TASK DETAILS: Copy the following lines over word for word, with nothing added, dropped, or altered.

DATA EXCERPTS:
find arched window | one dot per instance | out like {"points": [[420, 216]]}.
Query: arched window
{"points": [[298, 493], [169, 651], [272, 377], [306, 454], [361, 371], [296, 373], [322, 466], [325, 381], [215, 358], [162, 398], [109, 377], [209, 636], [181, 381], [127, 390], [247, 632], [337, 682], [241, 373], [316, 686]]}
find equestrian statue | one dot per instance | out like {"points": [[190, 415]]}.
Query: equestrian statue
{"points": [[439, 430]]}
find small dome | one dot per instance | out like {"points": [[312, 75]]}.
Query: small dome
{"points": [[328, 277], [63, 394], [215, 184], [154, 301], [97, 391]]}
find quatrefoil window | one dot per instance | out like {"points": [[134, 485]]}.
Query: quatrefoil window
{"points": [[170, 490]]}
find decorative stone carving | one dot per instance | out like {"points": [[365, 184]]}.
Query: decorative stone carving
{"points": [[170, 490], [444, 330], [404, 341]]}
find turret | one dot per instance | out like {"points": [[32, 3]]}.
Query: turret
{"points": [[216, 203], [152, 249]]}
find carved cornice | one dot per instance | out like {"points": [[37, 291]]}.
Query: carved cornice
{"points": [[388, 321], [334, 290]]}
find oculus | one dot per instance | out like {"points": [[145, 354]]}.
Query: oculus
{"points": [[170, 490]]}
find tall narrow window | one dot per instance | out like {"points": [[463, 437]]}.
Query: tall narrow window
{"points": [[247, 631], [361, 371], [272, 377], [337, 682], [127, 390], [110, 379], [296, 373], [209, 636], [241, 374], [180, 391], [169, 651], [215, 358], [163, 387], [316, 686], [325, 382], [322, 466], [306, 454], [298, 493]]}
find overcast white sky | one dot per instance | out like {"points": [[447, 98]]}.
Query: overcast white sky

ANSWER TO THE TASK:
find arched window | one dot per instance | out like {"points": [[420, 216]]}.
Query: arched window
{"points": [[298, 493], [169, 651], [272, 377], [306, 454], [361, 371], [296, 373], [322, 466], [325, 381], [215, 358], [162, 398], [109, 377], [209, 636], [181, 381], [127, 390], [247, 632], [337, 682], [241, 373], [316, 686]]}
find equestrian statue | one dot per instance | out like {"points": [[190, 415]]}.
Query: equestrian statue
{"points": [[439, 430]]}
find small dome | one dot per instance | out like {"points": [[312, 75]]}.
Query: small dome
{"points": [[328, 277], [63, 394], [215, 184], [154, 301], [97, 391]]}
find quatrefoil window | one dot per instance | out like {"points": [[134, 485]]}.
Query: quatrefoil window
{"points": [[170, 490]]}
find decorative stone carving | one dot per instance | out like {"points": [[365, 184]]}.
Query: decorative stone carving
{"points": [[170, 490], [444, 330], [404, 341]]}
find turret | one dot per instance | out like {"points": [[32, 3]]}.
Query: turret
{"points": [[216, 203], [152, 249]]}
find carved cornice | one dot per instance | out like {"points": [[37, 291]]}.
Query: carved cornice
{"points": [[388, 321], [334, 290]]}
find oculus | one dot per instance | out like {"points": [[145, 354]]}.
Query: oculus
{"points": [[170, 490]]}
find tall narrow window | one dot per instance | out like {"points": [[463, 437]]}.
Query: tall narrow window
{"points": [[247, 631], [361, 371], [272, 377], [337, 682], [127, 390], [110, 379], [296, 373], [209, 636], [241, 374], [180, 391], [169, 651], [215, 358], [163, 387], [316, 686], [325, 382], [322, 466], [306, 454], [298, 493]]}
find overcast white sky | one dot per instance | out like {"points": [[447, 98]]}.
Query: overcast white sky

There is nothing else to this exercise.